» **Task description**: From the line containing "Task: locate the grasshopper antenna, a" to the end of the listing, write out every line exactly; leave out everything else.

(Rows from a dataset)
============

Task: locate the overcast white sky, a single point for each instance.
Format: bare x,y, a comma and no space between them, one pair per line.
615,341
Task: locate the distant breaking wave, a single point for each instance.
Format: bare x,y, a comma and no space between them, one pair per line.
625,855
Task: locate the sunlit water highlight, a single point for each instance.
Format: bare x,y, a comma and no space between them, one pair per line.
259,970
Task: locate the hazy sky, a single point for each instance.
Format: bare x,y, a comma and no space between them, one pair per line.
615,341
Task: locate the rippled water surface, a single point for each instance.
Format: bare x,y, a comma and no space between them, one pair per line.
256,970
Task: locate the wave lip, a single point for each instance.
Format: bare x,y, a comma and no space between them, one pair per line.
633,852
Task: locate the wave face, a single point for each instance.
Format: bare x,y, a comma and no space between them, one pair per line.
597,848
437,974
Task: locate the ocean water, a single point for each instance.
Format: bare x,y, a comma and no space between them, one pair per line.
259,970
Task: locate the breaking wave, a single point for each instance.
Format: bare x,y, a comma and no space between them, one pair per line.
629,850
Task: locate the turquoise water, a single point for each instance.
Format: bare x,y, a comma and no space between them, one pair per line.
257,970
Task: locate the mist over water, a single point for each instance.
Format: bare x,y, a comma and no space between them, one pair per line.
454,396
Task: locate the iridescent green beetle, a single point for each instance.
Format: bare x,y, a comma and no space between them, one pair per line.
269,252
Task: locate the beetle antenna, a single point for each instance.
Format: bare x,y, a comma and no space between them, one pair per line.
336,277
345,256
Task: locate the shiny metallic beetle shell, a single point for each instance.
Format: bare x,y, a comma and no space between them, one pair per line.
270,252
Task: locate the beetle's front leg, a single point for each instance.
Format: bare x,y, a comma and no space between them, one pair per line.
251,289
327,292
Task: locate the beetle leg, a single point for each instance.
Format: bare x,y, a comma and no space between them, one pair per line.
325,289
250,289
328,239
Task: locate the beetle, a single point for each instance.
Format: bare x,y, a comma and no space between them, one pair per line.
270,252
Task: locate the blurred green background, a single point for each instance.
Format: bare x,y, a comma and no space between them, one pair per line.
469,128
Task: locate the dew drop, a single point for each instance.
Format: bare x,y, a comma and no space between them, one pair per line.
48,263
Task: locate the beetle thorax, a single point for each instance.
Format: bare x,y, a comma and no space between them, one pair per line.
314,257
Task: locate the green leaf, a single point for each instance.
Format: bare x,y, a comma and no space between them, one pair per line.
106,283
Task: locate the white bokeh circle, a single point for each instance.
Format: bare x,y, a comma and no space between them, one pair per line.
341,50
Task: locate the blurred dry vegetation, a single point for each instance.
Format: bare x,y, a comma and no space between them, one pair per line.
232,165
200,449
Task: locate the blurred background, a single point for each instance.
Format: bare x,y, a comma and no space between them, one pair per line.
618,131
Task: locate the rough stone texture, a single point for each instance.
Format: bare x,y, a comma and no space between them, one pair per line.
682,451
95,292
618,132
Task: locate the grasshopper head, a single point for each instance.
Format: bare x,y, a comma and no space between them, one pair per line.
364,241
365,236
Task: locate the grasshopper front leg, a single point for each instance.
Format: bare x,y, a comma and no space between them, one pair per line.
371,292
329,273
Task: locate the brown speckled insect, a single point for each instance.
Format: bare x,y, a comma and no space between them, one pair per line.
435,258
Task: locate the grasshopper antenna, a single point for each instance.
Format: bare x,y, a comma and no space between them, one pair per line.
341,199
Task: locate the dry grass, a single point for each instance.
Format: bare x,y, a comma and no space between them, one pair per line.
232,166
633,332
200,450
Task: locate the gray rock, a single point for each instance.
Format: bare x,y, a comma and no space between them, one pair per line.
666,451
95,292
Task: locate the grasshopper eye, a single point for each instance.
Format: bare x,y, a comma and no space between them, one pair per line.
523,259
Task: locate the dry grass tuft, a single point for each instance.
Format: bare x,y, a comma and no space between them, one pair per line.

============

» **Expected answer**:
Task: locate the grasshopper antenna, a single point for each instance.
Format: bare x,y, a comma and no space between them, one pair per line.
341,199
Task: locate the dry grass, a single point for each instance.
Format: bare x,y, a comma and no space between them, one pair per line.
232,166
633,332
200,450
Task: locate the gray rock, a single point for each instance.
Format: bare x,y, a comma and no space between them, one pair per line.
666,451
95,292
Task: locate the grasshopper eye, a single point for each instance.
Format: bare x,y, a comma and no space between them, one pair per line.
523,259
Task: locate the dry grass tuft, a single point for each instance.
Format: bare x,y, a comma and no space between them, one pair per line.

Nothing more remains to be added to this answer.